The answer must repeat every record exactly, with all pictures omitted.

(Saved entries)

Segment Open

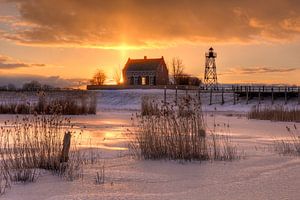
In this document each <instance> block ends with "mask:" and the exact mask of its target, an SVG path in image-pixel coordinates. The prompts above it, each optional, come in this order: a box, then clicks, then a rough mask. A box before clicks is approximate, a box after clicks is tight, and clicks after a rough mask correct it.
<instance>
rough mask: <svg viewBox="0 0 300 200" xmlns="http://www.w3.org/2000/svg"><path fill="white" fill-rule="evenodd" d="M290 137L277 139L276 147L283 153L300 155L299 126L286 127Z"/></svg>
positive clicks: (290, 154)
mask: <svg viewBox="0 0 300 200" xmlns="http://www.w3.org/2000/svg"><path fill="white" fill-rule="evenodd" d="M286 129H287V132H288V137H287V138H285V139H281V140H275V142H274V149H275V151H276V152H278V153H279V154H282V155H296V156H300V133H299V131H298V129H297V126H296V125H294V126H293V127H292V128H290V127H288V126H287V127H286Z"/></svg>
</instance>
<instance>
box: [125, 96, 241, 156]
mask: <svg viewBox="0 0 300 200" xmlns="http://www.w3.org/2000/svg"><path fill="white" fill-rule="evenodd" d="M151 103H152V104H154V105H158V104H157V103H155V102H153V101H152V102H151ZM151 103H150V104H151ZM154 105H152V106H154ZM149 107H151V106H149ZM133 127H134V129H133V130H129V134H130V135H129V136H130V138H131V142H130V145H129V149H130V150H131V152H132V153H133V155H134V156H136V157H139V158H144V159H153V160H156V159H170V160H184V161H192V160H198V161H201V160H209V159H212V160H233V159H235V158H237V151H236V147H235V146H233V145H232V144H231V141H230V140H229V136H222V135H218V134H215V133H213V132H211V133H210V134H207V131H206V124H205V123H204V119H203V113H202V109H201V102H199V101H198V100H195V99H193V98H191V97H189V96H188V97H187V98H184V99H182V100H181V102H180V106H179V108H178V107H176V106H174V105H171V104H166V105H161V106H159V108H158V113H157V114H156V115H143V114H137V115H136V117H134V118H133Z"/></svg>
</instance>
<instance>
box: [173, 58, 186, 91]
mask: <svg viewBox="0 0 300 200" xmlns="http://www.w3.org/2000/svg"><path fill="white" fill-rule="evenodd" d="M171 67H172V76H173V80H174V84H176V85H177V84H179V82H178V79H179V78H180V77H181V76H182V75H183V74H184V66H183V63H182V60H181V59H180V58H178V57H176V58H175V57H174V58H173V59H172V63H171Z"/></svg>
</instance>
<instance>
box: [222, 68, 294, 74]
mask: <svg viewBox="0 0 300 200" xmlns="http://www.w3.org/2000/svg"><path fill="white" fill-rule="evenodd" d="M297 70H299V68H296V67H237V68H234V69H232V70H230V71H227V72H225V73H222V74H221V75H228V74H238V75H251V74H265V73H286V72H293V71H297Z"/></svg>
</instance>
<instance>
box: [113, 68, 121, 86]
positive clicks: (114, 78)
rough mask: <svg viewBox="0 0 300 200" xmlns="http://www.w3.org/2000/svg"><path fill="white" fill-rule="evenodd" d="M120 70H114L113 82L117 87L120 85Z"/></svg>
mask: <svg viewBox="0 0 300 200" xmlns="http://www.w3.org/2000/svg"><path fill="white" fill-rule="evenodd" d="M121 73H122V72H121V68H120V66H119V67H118V68H115V72H114V81H115V82H116V83H117V85H120V84H121Z"/></svg>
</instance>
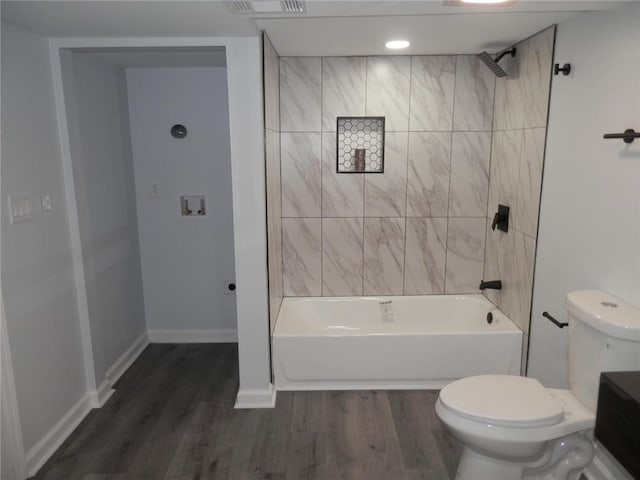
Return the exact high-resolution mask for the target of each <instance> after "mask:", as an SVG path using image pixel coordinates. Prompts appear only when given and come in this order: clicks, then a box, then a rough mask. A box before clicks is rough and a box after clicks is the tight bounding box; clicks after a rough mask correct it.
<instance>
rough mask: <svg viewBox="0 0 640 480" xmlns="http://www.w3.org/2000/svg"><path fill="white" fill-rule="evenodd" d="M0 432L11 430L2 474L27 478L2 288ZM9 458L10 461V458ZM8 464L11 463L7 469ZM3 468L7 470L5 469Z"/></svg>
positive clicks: (7, 437)
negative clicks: (4, 430) (4, 470)
mask: <svg viewBox="0 0 640 480" xmlns="http://www.w3.org/2000/svg"><path fill="white" fill-rule="evenodd" d="M0 376H1V379H0V417H1V418H0V429H4V428H6V429H8V435H2V437H4V438H7V439H8V443H7V444H3V445H2V446H1V447H0V472H1V471H2V469H3V468H4V469H5V470H6V469H7V468H8V470H9V472H10V475H11V476H10V477H9V478H8V479H6V480H24V479H25V478H27V462H26V459H25V455H24V444H23V441H22V429H21V428H20V415H19V412H18V401H17V398H16V386H15V381H14V377H13V364H12V362H11V351H10V350H9V339H8V337H7V326H6V322H5V313H4V299H3V297H2V292H1V289H0ZM7 457H8V458H7ZM7 462H10V464H9V465H8V466H7ZM3 465H4V467H3Z"/></svg>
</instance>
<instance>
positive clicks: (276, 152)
mask: <svg viewBox="0 0 640 480" xmlns="http://www.w3.org/2000/svg"><path fill="white" fill-rule="evenodd" d="M263 49H264V95H265V96H264V109H265V130H264V131H265V158H266V161H265V165H266V173H265V175H266V183H267V186H266V188H267V243H268V245H267V255H268V260H267V261H268V264H269V323H270V331H271V333H273V329H274V328H275V326H276V319H277V318H278V312H280V305H281V304H282V218H281V217H282V201H281V196H282V184H281V181H280V173H281V172H280V57H279V55H278V52H276V51H275V49H274V48H273V45H272V44H271V41H270V40H269V37H267V35H266V34H265V35H264V37H263Z"/></svg>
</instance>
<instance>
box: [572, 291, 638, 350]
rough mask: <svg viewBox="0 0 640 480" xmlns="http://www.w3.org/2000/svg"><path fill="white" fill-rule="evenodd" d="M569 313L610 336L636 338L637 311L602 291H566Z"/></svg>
mask: <svg viewBox="0 0 640 480" xmlns="http://www.w3.org/2000/svg"><path fill="white" fill-rule="evenodd" d="M565 305H566V307H567V310H568V311H569V313H570V314H571V315H572V316H573V317H574V318H575V319H576V320H579V321H582V322H584V323H586V324H588V325H591V326H592V327H593V328H595V329H597V330H599V331H601V332H604V333H606V334H608V335H610V336H613V337H617V338H624V339H628V340H632V341H640V310H639V309H638V308H636V307H633V306H631V305H629V304H627V303H624V302H622V301H620V300H618V299H617V298H615V297H613V296H611V295H609V294H608V293H606V292H603V291H602V290H579V291H576V292H571V293H569V294H567V299H566V302H565Z"/></svg>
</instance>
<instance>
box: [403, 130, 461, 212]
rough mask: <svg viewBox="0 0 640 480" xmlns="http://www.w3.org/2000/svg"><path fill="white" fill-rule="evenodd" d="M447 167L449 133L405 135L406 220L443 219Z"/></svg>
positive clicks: (447, 207) (449, 141) (447, 158)
mask: <svg viewBox="0 0 640 480" xmlns="http://www.w3.org/2000/svg"><path fill="white" fill-rule="evenodd" d="M450 167H451V133H450V132H411V133H410V134H409V171H408V175H407V216H410V217H446V216H447V209H448V201H449V172H450Z"/></svg>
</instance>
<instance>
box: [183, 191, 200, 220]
mask: <svg viewBox="0 0 640 480" xmlns="http://www.w3.org/2000/svg"><path fill="white" fill-rule="evenodd" d="M180 212H181V213H182V216H183V217H203V216H205V215H206V214H207V206H206V200H205V196H204V195H182V196H180Z"/></svg>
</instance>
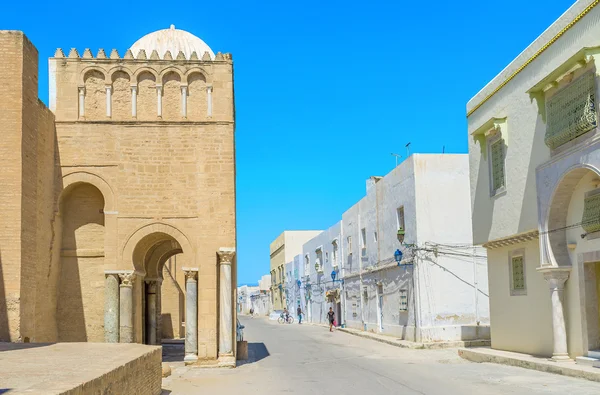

Segment Closed

SOLUTION BELOW:
In this document each <instance> block ends with "mask:" and the exact mask of its target, an SVG path in image-pixel coordinates. The prompts above it, each optional, come in this order: a box, then clicks, then a rough mask. A box before clicks is approximate, a box after clicks is tight, and clicks after a rough mask correct it.
<instance>
rough mask: <svg viewBox="0 0 300 200" xmlns="http://www.w3.org/2000/svg"><path fill="white" fill-rule="evenodd" d="M290 137L277 139L276 147L283 153L300 155L299 126L286 127Z"/></svg>
positive clicks: (290, 154)
mask: <svg viewBox="0 0 300 200" xmlns="http://www.w3.org/2000/svg"><path fill="white" fill-rule="evenodd" d="M286 129H287V132H288V137H287V138H285V139H281V140H275V142H274V149H275V151H276V152H278V153H279V154H282V155H296V156H300V133H299V131H298V129H297V126H296V125H294V126H293V127H292V128H290V127H288V126H287V127H286Z"/></svg>
</instance>
<instance>
box: [125, 96, 241, 156]
mask: <svg viewBox="0 0 300 200" xmlns="http://www.w3.org/2000/svg"><path fill="white" fill-rule="evenodd" d="M151 103H152V104H154V105H158V104H157V103H155V102H153V101H152V102H151ZM151 103H150V104H151ZM154 105H152V106H154ZM149 107H151V106H149ZM133 127H134V129H133V130H129V134H130V135H129V136H130V138H131V142H130V145H129V149H130V150H131V152H132V153H133V155H134V156H136V157H139V158H144V159H153V160H156V159H170V160H184V161H192V160H198V161H201V160H209V159H212V160H233V159H235V158H237V151H236V147H235V146H233V145H232V144H231V141H230V140H229V136H222V135H218V134H215V133H213V132H211V133H210V134H207V131H206V124H205V123H204V119H203V113H202V109H201V102H199V101H198V100H195V99H193V98H191V97H189V96H188V97H187V98H184V99H182V100H181V102H180V106H179V108H178V107H176V106H174V105H171V104H166V105H161V106H159V108H158V113H157V114H156V115H143V114H137V115H136V117H134V118H133Z"/></svg>
</instance>
<instance>
box: [173, 58, 186, 91]
mask: <svg viewBox="0 0 300 200" xmlns="http://www.w3.org/2000/svg"><path fill="white" fill-rule="evenodd" d="M171 67H172V76H173V80H174V84H176V85H177V84H179V82H178V79H179V78H180V77H181V76H182V75H183V74H184V66H183V63H182V60H181V59H180V58H178V57H176V58H175V57H174V58H173V59H172V63H171Z"/></svg>
</instance>
<instance>
box: [222, 68, 294, 74]
mask: <svg viewBox="0 0 300 200" xmlns="http://www.w3.org/2000/svg"><path fill="white" fill-rule="evenodd" d="M297 70H299V68H296V67H237V68H234V69H232V70H230V71H227V72H225V73H222V74H221V75H228V74H238V75H251V74H265V73H286V72H293V71H297Z"/></svg>
</instance>
<instance>
box: [113, 68, 121, 86]
positive clicks: (114, 78)
rough mask: <svg viewBox="0 0 300 200" xmlns="http://www.w3.org/2000/svg"><path fill="white" fill-rule="evenodd" d="M120 70H114L113 82L117 87L120 85Z"/></svg>
mask: <svg viewBox="0 0 300 200" xmlns="http://www.w3.org/2000/svg"><path fill="white" fill-rule="evenodd" d="M121 73H122V72H121V68H120V66H119V67H118V68H115V72H114V81H115V82H116V83H117V85H120V84H121Z"/></svg>
</instance>
Return the exact high-resolution mask for the target of each <instance> after "mask:", as an SVG path using image pixel coordinates. Prompts appear only when given and come in this order: clicks, then a box, then a rough mask. A box before clicks is rough and a box after clicks is the tight bounding box; clicks after a rough mask correct it.
<instance>
rough mask: <svg viewBox="0 0 640 480" xmlns="http://www.w3.org/2000/svg"><path fill="white" fill-rule="evenodd" d="M0 432L11 430L2 474L27 478L2 288ZM9 458L10 461V458ZM8 464L11 463L7 469ZM3 468L7 470L5 469Z"/></svg>
positive clicks: (7, 437)
negative clicks: (4, 430) (4, 470)
mask: <svg viewBox="0 0 640 480" xmlns="http://www.w3.org/2000/svg"><path fill="white" fill-rule="evenodd" d="M0 376H1V379H0V417H1V418H0V429H4V428H6V429H8V435H2V437H4V438H7V439H8V443H7V444H3V445H2V446H1V447H0V472H1V471H2V469H3V468H4V469H5V470H6V469H7V468H8V470H9V472H10V475H11V476H10V477H9V478H8V479H6V480H24V479H25V478H27V462H26V459H25V455H24V444H23V441H22V429H21V428H20V415H19V412H18V401H17V398H16V386H15V381H14V377H13V364H12V362H11V351H10V350H9V339H8V337H7V326H6V322H5V313H4V299H3V297H2V292H1V289H0ZM7 457H8V458H7ZM7 462H10V464H9V465H8V466H7ZM3 465H4V467H3Z"/></svg>
</instance>
<instance>
positive clicks: (276, 152)
mask: <svg viewBox="0 0 640 480" xmlns="http://www.w3.org/2000/svg"><path fill="white" fill-rule="evenodd" d="M263 49H264V95H265V96H264V109H265V130H264V131H265V158H266V161H265V165H266V173H265V175H266V183H267V186H266V188H267V243H268V245H267V255H268V260H267V261H268V264H269V323H270V331H271V333H273V329H274V328H275V326H276V319H277V318H278V312H280V305H281V304H282V218H281V217H282V201H281V196H282V184H281V181H280V173H281V172H280V57H279V55H278V52H276V51H275V49H274V48H273V45H272V44H271V41H270V40H269V37H267V35H266V34H265V35H264V37H263Z"/></svg>
</instance>
<instance>
box: [572, 291, 638, 350]
rough mask: <svg viewBox="0 0 640 480" xmlns="http://www.w3.org/2000/svg"><path fill="white" fill-rule="evenodd" d="M569 313L610 336L636 338L637 311L602 291H566Z"/></svg>
mask: <svg viewBox="0 0 640 480" xmlns="http://www.w3.org/2000/svg"><path fill="white" fill-rule="evenodd" d="M565 305H566V307H567V310H568V311H569V313H570V314H571V315H572V316H573V317H574V318H575V319H576V320H579V321H582V322H584V323H586V324H588V325H591V326H592V327H593V328H595V329H597V330H599V331H601V332H604V333H606V334H608V335H610V336H613V337H617V338H624V339H628V340H632V341H640V310H639V309H638V308H636V307H633V306H631V305H629V304H627V303H624V302H622V301H620V300H618V299H617V298H615V297H613V296H611V295H609V294H608V293H606V292H603V291H602V290H579V291H576V292H571V293H569V294H567V299H566V302H565Z"/></svg>
</instance>
<instance>
box: [403, 130, 461, 212]
rough mask: <svg viewBox="0 0 640 480" xmlns="http://www.w3.org/2000/svg"><path fill="white" fill-rule="evenodd" d="M447 167L449 133L405 135L406 220L443 219Z"/></svg>
positive clicks: (447, 207) (449, 141) (447, 158)
mask: <svg viewBox="0 0 640 480" xmlns="http://www.w3.org/2000/svg"><path fill="white" fill-rule="evenodd" d="M450 167H451V133H450V132H411V133H410V134H409V171H408V175H407V216H410V217H446V216H447V209H448V201H449V172H450Z"/></svg>
</instance>
<instance>
box: [183, 191, 200, 220]
mask: <svg viewBox="0 0 640 480" xmlns="http://www.w3.org/2000/svg"><path fill="white" fill-rule="evenodd" d="M180 212H181V213H182V216H183V217H203V216H205V215H206V214H207V206H206V200H205V196H204V195H182V196H180Z"/></svg>
</instance>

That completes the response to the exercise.